## AIM OF THE TASK
Rewrite the listing from the line containing "Return the outline of every instance of the rear bumper" down through the line containing "M 119 177 L" as a Markdown table with the columns Row and Line, one line per row, skipping any blank lines.

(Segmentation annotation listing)
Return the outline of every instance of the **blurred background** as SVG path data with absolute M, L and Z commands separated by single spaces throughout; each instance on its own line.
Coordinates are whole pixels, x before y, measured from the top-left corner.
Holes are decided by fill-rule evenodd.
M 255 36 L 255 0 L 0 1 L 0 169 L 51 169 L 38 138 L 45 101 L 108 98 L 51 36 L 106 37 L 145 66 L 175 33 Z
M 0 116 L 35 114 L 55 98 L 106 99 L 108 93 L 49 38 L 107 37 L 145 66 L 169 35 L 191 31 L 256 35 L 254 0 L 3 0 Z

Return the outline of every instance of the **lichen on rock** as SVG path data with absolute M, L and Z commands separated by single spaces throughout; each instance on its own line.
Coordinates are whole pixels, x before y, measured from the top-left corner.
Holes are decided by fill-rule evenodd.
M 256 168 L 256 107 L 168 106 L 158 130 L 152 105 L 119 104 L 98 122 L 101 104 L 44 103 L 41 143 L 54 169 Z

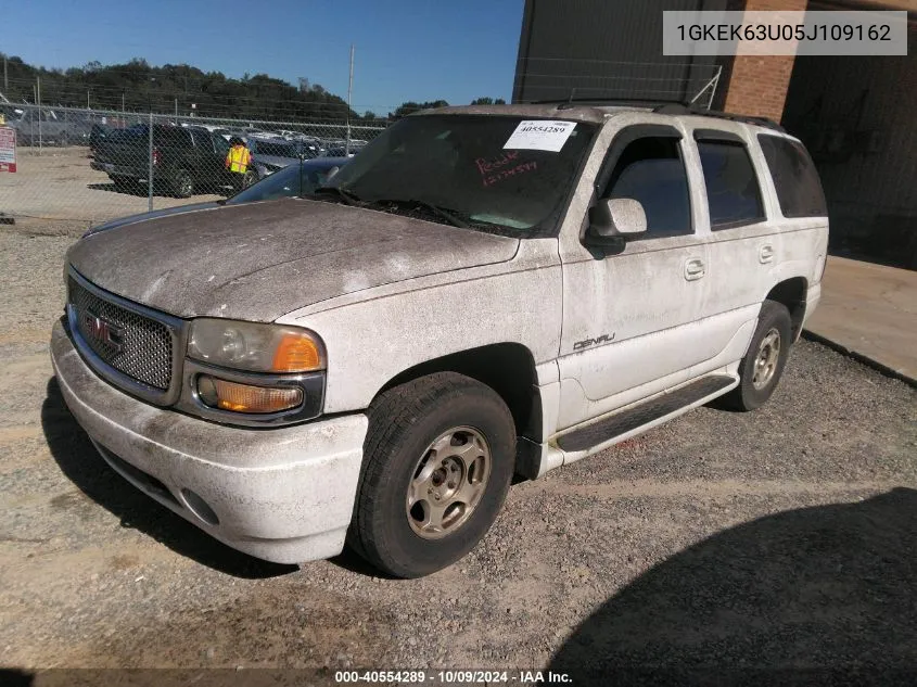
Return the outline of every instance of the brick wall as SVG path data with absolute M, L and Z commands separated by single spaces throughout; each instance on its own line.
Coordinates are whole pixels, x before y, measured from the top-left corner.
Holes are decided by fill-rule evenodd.
M 807 0 L 748 0 L 746 11 L 804 11 Z M 733 61 L 726 90 L 726 112 L 780 120 L 795 58 L 785 55 L 742 56 Z

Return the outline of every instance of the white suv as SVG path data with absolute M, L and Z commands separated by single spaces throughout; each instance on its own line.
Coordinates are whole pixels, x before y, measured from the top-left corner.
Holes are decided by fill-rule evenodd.
M 417 576 L 481 539 L 513 473 L 767 400 L 827 242 L 770 123 L 446 107 L 313 196 L 80 240 L 52 357 L 105 460 L 216 538 L 279 562 L 349 542 Z

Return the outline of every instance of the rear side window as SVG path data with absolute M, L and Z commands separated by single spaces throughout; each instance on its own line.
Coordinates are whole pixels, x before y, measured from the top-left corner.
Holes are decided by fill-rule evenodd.
M 761 188 L 748 150 L 736 141 L 698 141 L 710 228 L 729 229 L 765 219 Z
M 774 178 L 784 217 L 827 217 L 822 181 L 802 143 L 763 133 L 757 141 Z
M 647 233 L 639 238 L 693 231 L 688 176 L 677 138 L 646 137 L 628 143 L 602 196 L 640 202 L 647 215 Z

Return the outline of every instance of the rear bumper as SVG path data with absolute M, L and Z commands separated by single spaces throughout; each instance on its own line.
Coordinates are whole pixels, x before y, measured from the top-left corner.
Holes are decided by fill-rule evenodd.
M 119 177 L 131 177 L 135 179 L 147 175 L 145 170 L 141 174 L 136 167 L 116 165 L 110 162 L 99 162 L 97 160 L 89 163 L 89 167 L 95 169 L 97 171 L 104 171 L 105 174 L 113 174 Z
M 365 415 L 247 430 L 157 408 L 99 378 L 60 321 L 51 358 L 67 406 L 102 457 L 158 502 L 265 560 L 298 563 L 343 549 Z
M 798 336 L 802 335 L 803 327 L 808 321 L 808 318 L 812 317 L 812 314 L 815 311 L 815 308 L 818 307 L 818 303 L 822 301 L 822 283 L 814 284 L 808 288 L 808 292 L 805 294 L 805 313 L 802 316 L 802 326 L 799 328 Z

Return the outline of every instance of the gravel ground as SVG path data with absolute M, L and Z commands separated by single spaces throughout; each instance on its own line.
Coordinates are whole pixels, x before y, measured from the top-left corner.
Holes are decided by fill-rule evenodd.
M 441 573 L 382 580 L 349 556 L 276 565 L 132 489 L 63 406 L 48 338 L 72 241 L 0 232 L 0 665 L 913 684 L 905 384 L 802 342 L 763 409 L 702 408 L 515 485 L 485 540 Z M 54 675 L 34 684 L 68 682 Z

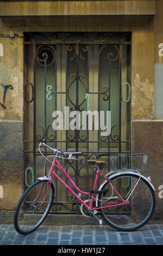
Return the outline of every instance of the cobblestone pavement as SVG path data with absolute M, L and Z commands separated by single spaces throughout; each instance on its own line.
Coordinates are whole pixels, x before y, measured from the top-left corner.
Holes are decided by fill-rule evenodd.
M 0 245 L 162 245 L 163 225 L 147 224 L 134 232 L 107 226 L 40 226 L 33 233 L 18 234 L 12 225 L 0 224 Z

## SOLVED EXERCISE
| Row | Line |
|---|---|
| 1 | Return the outline of every instance of the rear bumper as SVG path data with absolute M, L and Z commands separated by single spaces throughout; each instance on its own line. |
| 2 | Coordinates are whole pixels, x before y, measured from the top-left corner. |
| 3 | Holes are decided by fill-rule evenodd. |
| 4 | M 119 177 L 131 177 L 135 179 L 147 175 L 145 170 L 141 174 L 136 167 L 116 165 L 110 162 L 99 162 L 97 160 L 89 163 L 89 167 L 95 169 L 97 171 L 104 171 L 105 174 L 113 174 Z |